*** Opening STORED DATA ***

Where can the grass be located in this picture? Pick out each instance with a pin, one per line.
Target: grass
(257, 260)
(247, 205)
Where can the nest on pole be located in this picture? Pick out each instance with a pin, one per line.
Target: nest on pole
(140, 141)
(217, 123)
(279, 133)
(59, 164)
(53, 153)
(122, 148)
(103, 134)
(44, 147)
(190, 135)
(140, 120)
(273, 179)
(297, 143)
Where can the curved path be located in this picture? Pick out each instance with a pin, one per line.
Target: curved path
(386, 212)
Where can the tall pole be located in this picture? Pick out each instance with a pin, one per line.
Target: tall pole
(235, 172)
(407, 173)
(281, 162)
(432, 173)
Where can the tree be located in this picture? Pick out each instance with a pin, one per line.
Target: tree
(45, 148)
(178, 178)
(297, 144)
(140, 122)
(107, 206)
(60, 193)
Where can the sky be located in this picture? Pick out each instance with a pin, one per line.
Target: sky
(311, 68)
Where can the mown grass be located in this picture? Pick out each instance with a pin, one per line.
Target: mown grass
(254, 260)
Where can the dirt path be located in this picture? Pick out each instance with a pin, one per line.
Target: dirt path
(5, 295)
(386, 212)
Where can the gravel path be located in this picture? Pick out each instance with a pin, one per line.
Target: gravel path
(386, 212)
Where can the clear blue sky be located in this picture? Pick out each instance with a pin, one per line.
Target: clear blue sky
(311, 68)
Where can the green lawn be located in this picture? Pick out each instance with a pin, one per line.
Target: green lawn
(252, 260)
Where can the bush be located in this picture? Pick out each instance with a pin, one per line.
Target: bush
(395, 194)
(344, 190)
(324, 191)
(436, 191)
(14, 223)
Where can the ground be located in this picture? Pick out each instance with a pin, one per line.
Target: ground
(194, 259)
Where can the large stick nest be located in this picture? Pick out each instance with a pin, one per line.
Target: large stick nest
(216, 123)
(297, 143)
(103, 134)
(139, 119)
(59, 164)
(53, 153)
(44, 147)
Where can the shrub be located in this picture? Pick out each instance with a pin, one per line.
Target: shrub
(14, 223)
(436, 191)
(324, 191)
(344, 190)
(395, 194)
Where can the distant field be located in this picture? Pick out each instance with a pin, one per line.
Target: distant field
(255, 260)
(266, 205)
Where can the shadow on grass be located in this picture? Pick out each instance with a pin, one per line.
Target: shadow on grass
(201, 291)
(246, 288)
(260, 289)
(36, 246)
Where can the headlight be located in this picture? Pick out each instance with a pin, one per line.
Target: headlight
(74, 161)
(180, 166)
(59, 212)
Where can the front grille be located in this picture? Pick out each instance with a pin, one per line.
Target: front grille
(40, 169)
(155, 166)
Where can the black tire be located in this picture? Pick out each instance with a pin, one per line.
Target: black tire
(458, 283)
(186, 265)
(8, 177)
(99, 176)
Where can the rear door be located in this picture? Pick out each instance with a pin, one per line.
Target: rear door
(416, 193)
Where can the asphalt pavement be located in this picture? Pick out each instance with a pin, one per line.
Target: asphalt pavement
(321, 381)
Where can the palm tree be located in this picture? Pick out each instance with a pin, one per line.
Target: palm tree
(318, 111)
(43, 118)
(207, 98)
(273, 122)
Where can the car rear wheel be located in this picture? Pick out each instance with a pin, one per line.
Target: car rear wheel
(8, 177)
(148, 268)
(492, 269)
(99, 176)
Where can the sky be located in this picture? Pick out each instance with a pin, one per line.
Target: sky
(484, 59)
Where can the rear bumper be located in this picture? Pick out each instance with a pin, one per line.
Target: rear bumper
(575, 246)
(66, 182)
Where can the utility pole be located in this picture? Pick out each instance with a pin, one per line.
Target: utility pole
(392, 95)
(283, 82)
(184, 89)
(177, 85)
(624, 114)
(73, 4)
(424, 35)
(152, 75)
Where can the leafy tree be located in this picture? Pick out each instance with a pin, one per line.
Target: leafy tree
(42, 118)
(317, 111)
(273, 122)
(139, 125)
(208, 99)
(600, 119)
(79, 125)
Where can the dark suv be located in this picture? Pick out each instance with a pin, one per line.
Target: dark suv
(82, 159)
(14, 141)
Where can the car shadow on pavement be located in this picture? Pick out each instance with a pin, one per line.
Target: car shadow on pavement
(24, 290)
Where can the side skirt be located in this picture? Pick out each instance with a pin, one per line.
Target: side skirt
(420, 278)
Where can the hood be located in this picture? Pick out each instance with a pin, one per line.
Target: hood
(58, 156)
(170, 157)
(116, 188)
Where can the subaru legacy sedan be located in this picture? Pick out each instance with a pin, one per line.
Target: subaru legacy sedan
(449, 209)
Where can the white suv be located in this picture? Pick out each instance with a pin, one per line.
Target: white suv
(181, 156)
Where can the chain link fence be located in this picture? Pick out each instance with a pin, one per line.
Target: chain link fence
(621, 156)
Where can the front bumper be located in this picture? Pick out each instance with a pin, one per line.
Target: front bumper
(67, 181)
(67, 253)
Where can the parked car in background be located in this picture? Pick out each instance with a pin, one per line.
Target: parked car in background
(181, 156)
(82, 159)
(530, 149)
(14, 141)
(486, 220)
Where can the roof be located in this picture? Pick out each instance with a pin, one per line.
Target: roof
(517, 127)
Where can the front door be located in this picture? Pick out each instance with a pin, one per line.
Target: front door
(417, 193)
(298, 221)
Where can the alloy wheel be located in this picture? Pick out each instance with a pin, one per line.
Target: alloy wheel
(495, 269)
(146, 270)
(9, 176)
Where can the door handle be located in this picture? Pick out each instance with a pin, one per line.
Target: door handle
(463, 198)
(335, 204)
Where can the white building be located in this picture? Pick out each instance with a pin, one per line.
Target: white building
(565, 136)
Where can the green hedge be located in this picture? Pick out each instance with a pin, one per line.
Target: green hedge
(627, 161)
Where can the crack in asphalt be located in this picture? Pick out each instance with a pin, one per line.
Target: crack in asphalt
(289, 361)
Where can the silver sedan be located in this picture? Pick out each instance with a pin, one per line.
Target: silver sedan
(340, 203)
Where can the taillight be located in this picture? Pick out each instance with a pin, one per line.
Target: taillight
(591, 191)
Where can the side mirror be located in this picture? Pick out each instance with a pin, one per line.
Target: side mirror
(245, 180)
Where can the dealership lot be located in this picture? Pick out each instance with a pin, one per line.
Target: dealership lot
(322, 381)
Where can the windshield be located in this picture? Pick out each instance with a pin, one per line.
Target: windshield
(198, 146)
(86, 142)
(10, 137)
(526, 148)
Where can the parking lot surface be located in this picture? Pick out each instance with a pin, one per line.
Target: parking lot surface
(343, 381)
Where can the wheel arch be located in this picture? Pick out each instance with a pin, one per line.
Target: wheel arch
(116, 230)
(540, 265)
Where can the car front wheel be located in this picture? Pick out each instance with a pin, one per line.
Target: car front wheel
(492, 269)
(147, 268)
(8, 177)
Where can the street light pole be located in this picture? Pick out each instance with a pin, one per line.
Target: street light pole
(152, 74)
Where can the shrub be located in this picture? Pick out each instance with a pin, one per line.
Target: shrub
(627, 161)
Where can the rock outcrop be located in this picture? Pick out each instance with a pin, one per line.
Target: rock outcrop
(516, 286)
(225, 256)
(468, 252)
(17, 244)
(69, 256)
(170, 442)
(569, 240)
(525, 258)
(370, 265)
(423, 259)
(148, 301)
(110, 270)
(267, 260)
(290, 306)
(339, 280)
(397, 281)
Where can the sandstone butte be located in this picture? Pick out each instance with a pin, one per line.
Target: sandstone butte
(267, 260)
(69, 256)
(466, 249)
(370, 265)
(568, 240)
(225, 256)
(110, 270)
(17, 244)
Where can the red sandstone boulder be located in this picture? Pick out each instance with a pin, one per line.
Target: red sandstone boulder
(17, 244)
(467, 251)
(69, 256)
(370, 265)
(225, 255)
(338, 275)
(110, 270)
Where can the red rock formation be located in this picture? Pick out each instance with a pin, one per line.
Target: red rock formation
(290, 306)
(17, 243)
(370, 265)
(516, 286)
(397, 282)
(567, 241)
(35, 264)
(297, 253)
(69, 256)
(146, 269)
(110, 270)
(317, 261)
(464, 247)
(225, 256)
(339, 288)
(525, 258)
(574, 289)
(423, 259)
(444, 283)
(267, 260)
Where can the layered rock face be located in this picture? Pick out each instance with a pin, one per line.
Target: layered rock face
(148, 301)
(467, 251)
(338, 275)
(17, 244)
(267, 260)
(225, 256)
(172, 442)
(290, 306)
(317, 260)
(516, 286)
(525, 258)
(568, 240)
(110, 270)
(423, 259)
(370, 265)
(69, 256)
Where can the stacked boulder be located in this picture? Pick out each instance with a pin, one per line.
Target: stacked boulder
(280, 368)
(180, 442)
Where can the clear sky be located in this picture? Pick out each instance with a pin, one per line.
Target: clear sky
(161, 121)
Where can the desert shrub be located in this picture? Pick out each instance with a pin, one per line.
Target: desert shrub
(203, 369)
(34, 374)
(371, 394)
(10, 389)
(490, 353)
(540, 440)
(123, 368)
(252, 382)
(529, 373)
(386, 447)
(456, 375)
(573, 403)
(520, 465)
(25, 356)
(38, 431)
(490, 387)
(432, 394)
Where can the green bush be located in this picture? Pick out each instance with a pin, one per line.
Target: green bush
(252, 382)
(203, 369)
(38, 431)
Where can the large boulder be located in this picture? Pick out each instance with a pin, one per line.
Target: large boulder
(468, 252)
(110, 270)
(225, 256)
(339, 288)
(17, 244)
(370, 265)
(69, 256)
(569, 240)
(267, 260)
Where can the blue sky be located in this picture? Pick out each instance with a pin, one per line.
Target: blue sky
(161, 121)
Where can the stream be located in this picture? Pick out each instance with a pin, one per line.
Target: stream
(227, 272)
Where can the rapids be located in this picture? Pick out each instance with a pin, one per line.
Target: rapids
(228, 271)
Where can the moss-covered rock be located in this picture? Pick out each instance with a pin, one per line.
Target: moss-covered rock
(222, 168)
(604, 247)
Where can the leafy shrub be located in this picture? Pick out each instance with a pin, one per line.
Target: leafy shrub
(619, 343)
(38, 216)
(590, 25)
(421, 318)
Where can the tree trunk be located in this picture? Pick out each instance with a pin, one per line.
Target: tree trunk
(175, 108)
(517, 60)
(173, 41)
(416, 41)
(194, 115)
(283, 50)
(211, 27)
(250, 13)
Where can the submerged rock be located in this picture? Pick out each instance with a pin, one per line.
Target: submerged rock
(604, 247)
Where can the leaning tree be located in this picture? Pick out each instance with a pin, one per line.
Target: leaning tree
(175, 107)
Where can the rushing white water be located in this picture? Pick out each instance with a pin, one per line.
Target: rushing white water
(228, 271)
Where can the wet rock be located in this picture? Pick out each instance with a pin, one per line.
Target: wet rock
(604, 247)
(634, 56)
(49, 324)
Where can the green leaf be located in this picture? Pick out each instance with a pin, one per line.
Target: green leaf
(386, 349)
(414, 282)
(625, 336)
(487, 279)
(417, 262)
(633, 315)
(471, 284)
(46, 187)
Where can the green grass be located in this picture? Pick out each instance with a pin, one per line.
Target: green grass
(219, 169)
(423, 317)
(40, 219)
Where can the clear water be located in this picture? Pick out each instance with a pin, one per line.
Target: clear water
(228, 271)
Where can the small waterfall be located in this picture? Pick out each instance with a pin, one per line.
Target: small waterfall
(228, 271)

*** Closing STORED DATA ***

Would you print, exactly as written, every line above from the one holding "Target: ground" through the one holding "Where can the black", with both included and no other lines?

Target: ground
(194, 259)
Where can the large stick nest be located in this picture? Pick out each instance with a pin, one per line.
Target: large stick nest
(216, 123)
(297, 143)
(103, 134)
(139, 119)
(59, 164)
(53, 153)
(44, 147)
Where can the shrub be located in this picture? Pick out each instance with a pin, one per line.
Target: shrub
(14, 223)
(436, 191)
(324, 191)
(344, 190)
(395, 194)
Where can the distant field be located in this picture? Pick out each instance with a pin, one per line.
Target: distant field
(255, 260)
(266, 205)
Where can the shadow on grass be located in this picture? Pick out each instance with a pin, one per line.
Target: shadow on grass
(201, 291)
(246, 288)
(260, 289)
(36, 246)
Where can the headlight be located in this picture? Pick out each instance with a pin, one per line.
Target: headlight
(74, 161)
(180, 166)
(59, 212)
Where can the front grille be located in this picture? Pick out each instance with a pin, one per line.
Target: front grille
(40, 169)
(155, 166)
Where can the black tire be located in this picture? Pick out each instance with a pin, one per line.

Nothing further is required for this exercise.